» **Source text**
========================================

Смекни!
smekni.com

Lying And Tobacco (стр. 3 из 4)

Tisch: “With respect to the Proposed Resolution, I am convinced, Mr. Chairman, that it is time to put confrontation behind us. If cigarette use is going to remain legal in this nation for adults who choose to smoke, we must rationalize how we are going handle this product. We must decide the terms and conditions upon which the product may continue to be sold.”

Goldstone: “My view is simple. When you sell a legal product with significant health risks, you should be cooperating with government ? not fighting it.”

“In my early months as chief executive, I thought long and hard about how to balance this belief with my responsibilities to thousands of shareholders, as well as my obligations to 80,000 employees and thousands of retirees. I also had to consider the important interests of other people affected by this business: growers, distributors, retailers and customers.”

“This is a business unlike any other business. The Tobacco Company sells a legal product that presents known health risks to smokers. At the same time, the country needs a sound, advanced public health policy that educates people about all the issues concerning tobacco products. I believe the two are not incompatible.”

What changed between 1994 and 1998? Had the disclosure of massive piles of tobacco company documents been so revealing that the companies could no longer hide behind the corporate veil? Or had Big Tobacco realized that settling would be a better long-term financial strategy than continuing to lose enormous amounts of time and money in unpredictable litigation? This case does not provide the answers, but the details of the settlement might provide some insight into the objectives of the senior leadership involved in drafting it.

Depositions from each of the executives in the 1998 hearing can be found at: http://www.pbs.org/wgbh/pages/frontline/shows/settlement/depositions/

1998 SETTLEMENT

As mentioned in the discussion of the 1998 hearings, the executives approached the committee with a proposal that had been drafted in 1997 with the states. The initial settlement was never approved because the politicians attempted to modify it beyond the point of practicality. The bill introduced by Sen. John McCain (R-Ariz.) was the most publicized of the attempts at passing legislation that would limit the ability of the tobacco industry to operate effectively. The bill called for aggregate payments totaling $574 billion over 25 years and $125 billion to be paid in the first six years regardless of reduction in sales. This payment schedule was independent of any fees the companies were obligated to pay the state’s lawyers.

========================================

» **Given data**
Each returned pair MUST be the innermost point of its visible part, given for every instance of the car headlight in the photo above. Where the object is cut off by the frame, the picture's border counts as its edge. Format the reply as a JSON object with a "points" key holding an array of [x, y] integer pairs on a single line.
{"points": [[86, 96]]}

========================================

» **Prompt A**
Rewrite the text on lying and tobacco, starting with "As mentioned in" and going on through "the state’s lawyers.". Substitute "lawmakers" for "politicians".
» **Prompt B**
According to the text on lying and tobacco, what aggregate payments did the bill introduced by Sen. John McCain call for?

» **Exercise solution A**
As mentioned in the discussion of the 1998 hearings, the executives approached the committee with a proposal that had been drafted in 1997 with the states. The initial settlement was never approved because the lawmakers attempted to modify it beyond the point of practicality. The bill introduced by Sen. John McCain (R-Ariz.) was the most publicized of the attempts at passing legislation that would limit the ability of the tobacco industry to operate effectively. The bill called for aggregate payments totaling $574 billion over 25 years and $125 billion to be paid in the first six years regardless of reduction in sales. This payment schedule was independent of any fees the companies were obligated to pay the state’s lawyers.

» **Exercise solution B**
Payments totaling $574 billion over 25 years.